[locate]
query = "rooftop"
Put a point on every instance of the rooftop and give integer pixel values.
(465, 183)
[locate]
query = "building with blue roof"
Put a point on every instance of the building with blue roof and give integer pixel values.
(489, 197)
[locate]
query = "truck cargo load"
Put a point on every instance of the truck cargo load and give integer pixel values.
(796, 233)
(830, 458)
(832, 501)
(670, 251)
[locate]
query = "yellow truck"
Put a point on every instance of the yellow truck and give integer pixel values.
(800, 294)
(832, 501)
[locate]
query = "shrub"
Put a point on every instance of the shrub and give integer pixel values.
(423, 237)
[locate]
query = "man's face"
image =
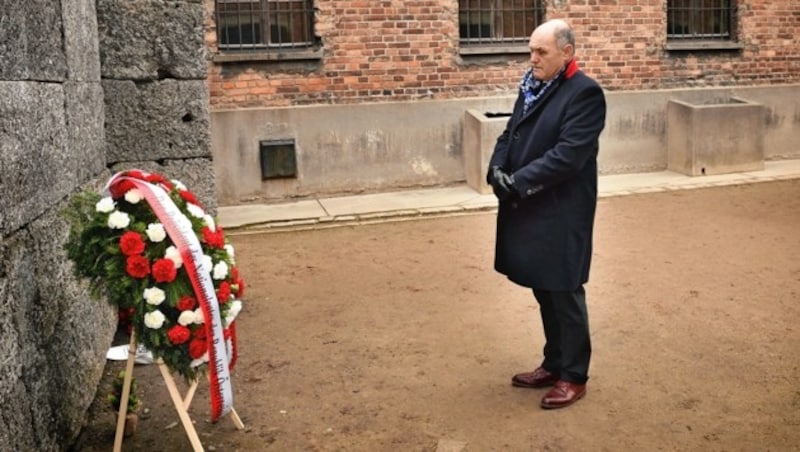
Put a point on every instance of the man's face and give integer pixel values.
(547, 58)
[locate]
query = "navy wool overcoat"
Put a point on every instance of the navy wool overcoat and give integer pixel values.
(544, 235)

____________________

Count the lines above that contain the word "point". Reply with the number only.

7